Segmentation annotation entries:
──────────────────────────────

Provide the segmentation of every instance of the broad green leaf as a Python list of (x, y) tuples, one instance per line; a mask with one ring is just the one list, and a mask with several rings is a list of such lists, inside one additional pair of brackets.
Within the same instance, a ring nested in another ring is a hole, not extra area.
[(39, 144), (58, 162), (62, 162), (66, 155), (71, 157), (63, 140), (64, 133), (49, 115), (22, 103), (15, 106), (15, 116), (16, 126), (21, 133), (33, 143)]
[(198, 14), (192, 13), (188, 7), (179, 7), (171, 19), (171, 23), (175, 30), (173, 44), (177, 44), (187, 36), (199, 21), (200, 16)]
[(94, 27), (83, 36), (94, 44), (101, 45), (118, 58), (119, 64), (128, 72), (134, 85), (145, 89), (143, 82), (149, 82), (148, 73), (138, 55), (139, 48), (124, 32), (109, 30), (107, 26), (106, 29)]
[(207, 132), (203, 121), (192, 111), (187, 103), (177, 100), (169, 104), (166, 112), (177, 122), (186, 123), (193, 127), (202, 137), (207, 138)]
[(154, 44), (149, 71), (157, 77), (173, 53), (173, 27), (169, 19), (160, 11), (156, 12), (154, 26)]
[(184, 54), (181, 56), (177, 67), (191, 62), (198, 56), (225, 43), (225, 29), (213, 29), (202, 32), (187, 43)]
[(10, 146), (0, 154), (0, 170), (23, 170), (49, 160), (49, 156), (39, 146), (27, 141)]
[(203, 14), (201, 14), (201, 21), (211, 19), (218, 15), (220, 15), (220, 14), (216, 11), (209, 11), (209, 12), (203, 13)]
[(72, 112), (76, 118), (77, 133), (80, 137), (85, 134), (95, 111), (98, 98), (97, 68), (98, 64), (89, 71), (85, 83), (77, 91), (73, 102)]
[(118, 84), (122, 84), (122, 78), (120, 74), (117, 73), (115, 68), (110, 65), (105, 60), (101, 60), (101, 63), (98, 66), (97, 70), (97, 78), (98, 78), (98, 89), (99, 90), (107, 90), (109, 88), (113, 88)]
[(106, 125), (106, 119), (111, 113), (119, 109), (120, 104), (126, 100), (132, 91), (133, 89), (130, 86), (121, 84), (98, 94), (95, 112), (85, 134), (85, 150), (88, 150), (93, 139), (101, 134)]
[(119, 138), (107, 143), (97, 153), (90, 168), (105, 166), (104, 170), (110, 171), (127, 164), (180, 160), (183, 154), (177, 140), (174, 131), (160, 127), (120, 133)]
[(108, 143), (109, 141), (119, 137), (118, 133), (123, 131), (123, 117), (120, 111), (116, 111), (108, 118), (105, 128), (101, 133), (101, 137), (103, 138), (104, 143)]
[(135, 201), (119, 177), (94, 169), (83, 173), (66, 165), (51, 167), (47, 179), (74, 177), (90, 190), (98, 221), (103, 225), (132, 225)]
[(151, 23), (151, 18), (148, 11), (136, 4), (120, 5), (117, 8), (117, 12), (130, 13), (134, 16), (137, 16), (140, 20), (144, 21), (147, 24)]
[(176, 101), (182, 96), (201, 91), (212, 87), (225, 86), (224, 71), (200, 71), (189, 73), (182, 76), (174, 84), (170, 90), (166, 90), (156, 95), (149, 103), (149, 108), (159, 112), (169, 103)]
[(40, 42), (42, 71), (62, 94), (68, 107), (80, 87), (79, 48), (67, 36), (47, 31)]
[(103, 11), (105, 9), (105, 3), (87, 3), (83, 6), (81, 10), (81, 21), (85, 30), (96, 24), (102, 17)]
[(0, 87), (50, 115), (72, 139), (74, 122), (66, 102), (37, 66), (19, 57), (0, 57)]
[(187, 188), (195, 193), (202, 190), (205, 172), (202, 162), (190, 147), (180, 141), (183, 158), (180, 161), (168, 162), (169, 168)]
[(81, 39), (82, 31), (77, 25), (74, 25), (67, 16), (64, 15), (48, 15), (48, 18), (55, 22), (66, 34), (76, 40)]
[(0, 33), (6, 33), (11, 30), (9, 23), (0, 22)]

──────────────────────────────

● **Exercise directions**
Can you repeat the entries starting at the beginning and ending at the line containing "133), (33, 143)]", swapping "broad green leaf" for "wide green leaf" and leaving everything else untouched?

● **Exercise output**
Provide the segmentation of every instance of the wide green leaf as a Python list of (x, y) tuples, one instance per line; a mask with one ring is just the one list, and a mask with several rings is a list of such lists, inside one additional pair of brackets.
Within the same instance, a ring nested in another ring is a hole, not extra area.
[(39, 144), (58, 162), (62, 162), (66, 155), (71, 157), (63, 140), (64, 133), (49, 115), (22, 103), (15, 106), (15, 116), (16, 126), (21, 133), (33, 143)]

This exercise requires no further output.